┌─ MATERIAL SHOWN

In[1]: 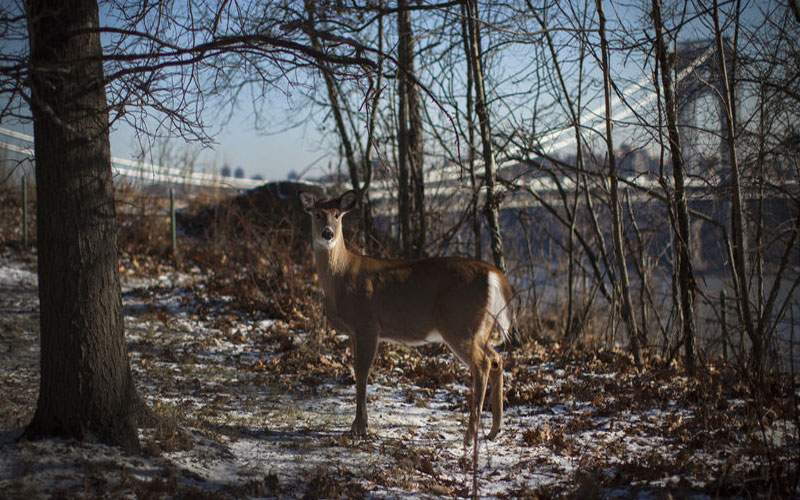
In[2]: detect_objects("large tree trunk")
[595,0,642,367]
[464,0,506,271]
[25,0,143,450]
[652,0,695,375]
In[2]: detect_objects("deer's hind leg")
[350,329,378,437]
[486,347,503,439]
[464,342,492,446]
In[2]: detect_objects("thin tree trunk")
[595,0,642,367]
[652,0,695,376]
[711,0,764,379]
[305,0,361,194]
[25,0,146,450]
[464,0,506,271]
[397,0,426,257]
[461,3,483,260]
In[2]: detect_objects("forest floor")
[0,249,798,499]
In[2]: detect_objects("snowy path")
[0,252,785,498]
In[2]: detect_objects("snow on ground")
[0,255,797,498]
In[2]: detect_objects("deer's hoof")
[350,419,367,437]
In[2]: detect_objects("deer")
[300,191,513,446]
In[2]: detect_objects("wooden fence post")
[22,175,28,248]
[169,188,178,257]
[719,288,730,364]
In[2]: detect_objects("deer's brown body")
[303,192,512,441]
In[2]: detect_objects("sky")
[2,0,764,180]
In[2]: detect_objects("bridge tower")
[672,39,739,180]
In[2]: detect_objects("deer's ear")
[339,190,358,214]
[300,192,317,213]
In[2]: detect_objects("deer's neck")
[314,237,355,297]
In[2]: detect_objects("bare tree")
[464,0,506,271]
[651,0,695,375]
[595,0,642,367]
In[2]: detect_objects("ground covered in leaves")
[0,250,798,498]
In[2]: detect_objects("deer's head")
[300,191,358,250]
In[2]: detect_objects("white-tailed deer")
[300,191,512,445]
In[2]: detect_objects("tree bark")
[25,0,144,451]
[461,3,483,260]
[711,0,765,380]
[464,0,506,272]
[595,0,642,368]
[652,0,695,376]
[397,0,426,257]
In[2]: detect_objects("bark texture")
[651,0,695,375]
[464,0,506,272]
[397,0,426,257]
[26,0,143,450]
[595,0,642,367]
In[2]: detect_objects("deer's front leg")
[351,331,378,436]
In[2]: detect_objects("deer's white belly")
[380,330,444,346]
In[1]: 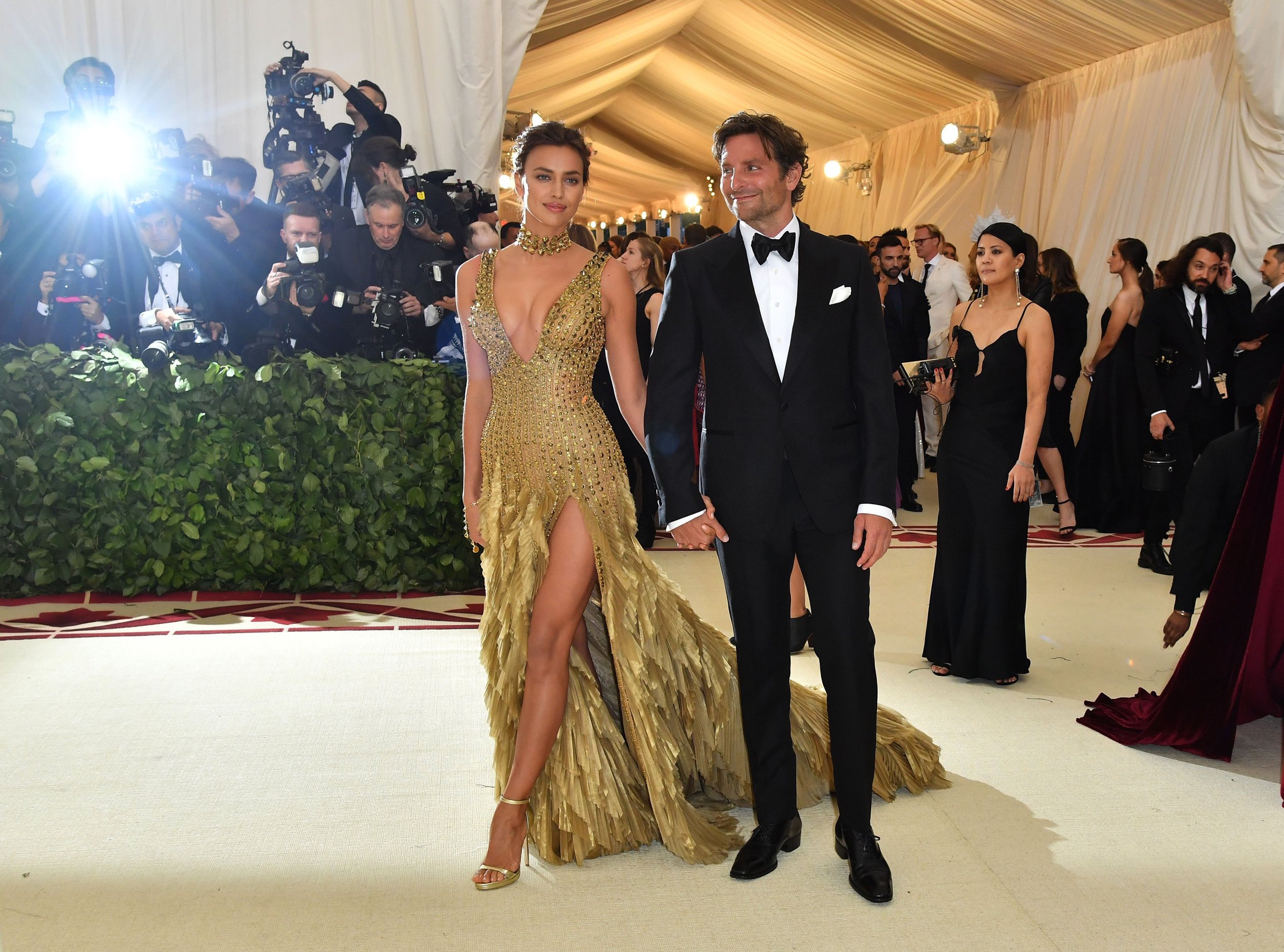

└─

| EXERCISE TASK |
List each line in the items above that contains the string "trunk", matching case exactly.

| RESPONSE TO THE EXERCISE |
In[2]: detect_objects("large tree trunk")
In[2]: detect_objects("thin tree trunk")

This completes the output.